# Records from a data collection
▽

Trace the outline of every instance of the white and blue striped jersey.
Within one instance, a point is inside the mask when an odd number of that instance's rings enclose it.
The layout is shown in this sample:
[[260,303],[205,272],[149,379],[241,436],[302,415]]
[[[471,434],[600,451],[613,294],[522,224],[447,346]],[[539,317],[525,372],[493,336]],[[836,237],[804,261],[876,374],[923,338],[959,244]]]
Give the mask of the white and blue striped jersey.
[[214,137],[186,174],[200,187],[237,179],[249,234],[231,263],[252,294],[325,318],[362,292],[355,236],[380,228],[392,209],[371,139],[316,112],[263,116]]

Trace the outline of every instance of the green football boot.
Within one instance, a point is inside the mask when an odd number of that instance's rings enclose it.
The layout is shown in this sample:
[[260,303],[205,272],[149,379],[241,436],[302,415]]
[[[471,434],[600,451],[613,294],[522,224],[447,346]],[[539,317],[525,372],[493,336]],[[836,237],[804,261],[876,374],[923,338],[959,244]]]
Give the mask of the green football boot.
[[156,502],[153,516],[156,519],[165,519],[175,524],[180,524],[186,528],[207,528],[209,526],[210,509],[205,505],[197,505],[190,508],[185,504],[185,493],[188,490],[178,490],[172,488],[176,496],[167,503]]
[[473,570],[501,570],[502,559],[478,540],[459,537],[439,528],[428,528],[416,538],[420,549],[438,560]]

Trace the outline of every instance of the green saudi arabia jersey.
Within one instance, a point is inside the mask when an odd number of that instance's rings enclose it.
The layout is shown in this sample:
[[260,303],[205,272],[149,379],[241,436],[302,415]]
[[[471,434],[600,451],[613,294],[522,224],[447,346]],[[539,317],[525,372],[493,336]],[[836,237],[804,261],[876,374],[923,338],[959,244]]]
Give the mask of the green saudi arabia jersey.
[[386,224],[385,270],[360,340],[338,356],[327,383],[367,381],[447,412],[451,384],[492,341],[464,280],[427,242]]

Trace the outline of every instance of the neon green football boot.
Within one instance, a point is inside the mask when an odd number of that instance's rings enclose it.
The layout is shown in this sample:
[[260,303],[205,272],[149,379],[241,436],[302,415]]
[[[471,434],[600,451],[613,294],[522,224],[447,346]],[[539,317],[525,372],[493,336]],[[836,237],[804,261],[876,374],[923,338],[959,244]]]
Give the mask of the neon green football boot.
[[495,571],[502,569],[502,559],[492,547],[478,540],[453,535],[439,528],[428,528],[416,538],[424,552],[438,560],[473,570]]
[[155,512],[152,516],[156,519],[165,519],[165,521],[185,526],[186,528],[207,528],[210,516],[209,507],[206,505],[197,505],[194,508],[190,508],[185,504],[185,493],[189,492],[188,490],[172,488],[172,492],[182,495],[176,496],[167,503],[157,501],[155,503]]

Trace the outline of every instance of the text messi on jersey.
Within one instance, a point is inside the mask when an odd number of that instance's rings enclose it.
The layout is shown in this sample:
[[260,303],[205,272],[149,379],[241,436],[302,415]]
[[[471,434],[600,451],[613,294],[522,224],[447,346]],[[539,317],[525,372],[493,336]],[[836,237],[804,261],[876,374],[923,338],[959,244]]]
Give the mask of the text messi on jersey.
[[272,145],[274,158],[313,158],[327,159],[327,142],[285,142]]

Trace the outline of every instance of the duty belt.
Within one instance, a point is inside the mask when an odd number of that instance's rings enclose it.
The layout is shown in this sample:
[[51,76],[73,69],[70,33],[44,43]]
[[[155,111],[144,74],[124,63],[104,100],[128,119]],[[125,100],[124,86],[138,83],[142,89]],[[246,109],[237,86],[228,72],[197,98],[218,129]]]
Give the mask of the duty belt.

△

# Challenge
Please revise the records above so that every "Give the mask" becomes "Provide the mask", keeping all other text the same.

# Response to this exercise
Trace the outline of every instance of the white and blue striped jersey.
Within one instance, a point is inside the mask when an odd number of that instance's rings enclose it.
The layout is shown in this sample:
[[260,303],[205,272],[149,379],[241,436],[302,415]]
[[[471,434],[600,451],[613,294],[522,224],[447,346]],[[539,317],[525,372],[493,336]],[[836,237],[804,261],[876,374],[923,338],[959,244]]]
Provide the mask of the white and blue striped jersey.
[[214,137],[186,174],[200,187],[237,179],[249,234],[231,263],[252,294],[325,318],[362,292],[355,236],[380,228],[392,209],[371,139],[316,112],[263,116]]

Trace the outline of every instance of the green football boot.
Within one instance, a point is inside the mask when an odd number of that instance's rings enclose it.
The layout is shown in this sample:
[[260,303],[205,272],[149,379],[241,436],[302,415]]
[[[471,434],[600,451],[613,294],[522,224],[447,346]],[[539,317],[525,372],[493,336]],[[836,237],[804,261],[876,374],[923,338],[959,244]]]
Provide the mask of the green football boot.
[[156,502],[153,516],[156,519],[165,519],[175,524],[180,524],[186,528],[207,528],[209,526],[210,509],[205,505],[197,505],[190,508],[185,504],[185,493],[188,490],[178,490],[172,488],[176,496],[167,503]]
[[473,570],[501,570],[502,559],[478,540],[459,537],[439,528],[428,528],[416,538],[420,549],[438,560]]

Trace the outline of every instance of the green saudi arabia jersey.
Within one instance, a point is inside the mask when an odd number of that instance's rings enclose it.
The layout is shown in this sample:
[[260,303],[205,272],[149,379],[241,436],[302,415]]
[[[471,434],[600,451],[613,294],[522,224],[447,346]],[[539,317],[525,372],[493,336]],[[836,237],[804,261],[876,374],[923,338],[959,244]]]
Provide the mask of the green saudi arabia jersey.
[[386,224],[385,270],[360,340],[338,356],[327,383],[367,381],[447,412],[451,384],[492,341],[464,280],[427,242]]

Trace the outline of every instance of the neon green football boot.
Within one instance, a point is inside the mask when an odd number of that instance's rings enclose it.
The layout is shown in this sample:
[[260,303],[205,272],[149,379],[241,436],[302,415]]
[[[471,434],[600,451],[613,294],[522,224],[447,346]],[[539,317],[525,372],[493,336]],[[836,237],[804,261],[876,374],[923,338],[959,244]]]
Provide the mask of the neon green football boot.
[[495,571],[502,569],[502,559],[492,547],[478,540],[453,535],[439,528],[428,528],[416,538],[424,552],[438,560],[473,570]]
[[155,512],[152,516],[156,519],[165,519],[165,521],[185,526],[186,528],[207,528],[210,516],[209,507],[206,505],[197,505],[194,508],[190,508],[185,504],[185,493],[189,492],[188,490],[172,488],[172,492],[182,495],[176,496],[167,503],[157,501],[155,503]]

Trace the outline of every instance of the text messi on jersey.
Within one instance, a point is inside the mask when an odd number of that instance's rings enclose it.
The layout is shown in this sample:
[[260,303],[205,272],[149,379],[241,436],[302,415]]
[[[471,434],[600,451],[613,294],[522,224],[447,346]],[[539,317],[525,372],[493,336]],[[836,237],[804,261],[876,374],[923,338],[959,244]]]
Provide the mask of the text messi on jersey.
[[272,145],[274,158],[313,158],[327,159],[327,142],[285,142]]

Trace the outline of every instance of the duty belt.
Within one instance, a point is inside the mask when an odd number of that instance's rings enclose it.
The layout is shown in this sample:
[[51,76],[73,69],[70,33],[44,43]]
[[[155,111],[144,74],[124,63],[104,100],[128,119]],[[125,100],[124,86],[138,83],[142,89]],[[246,109],[237,86],[228,72],[197,98],[218,129]]]
Provide the mask of the duty belt.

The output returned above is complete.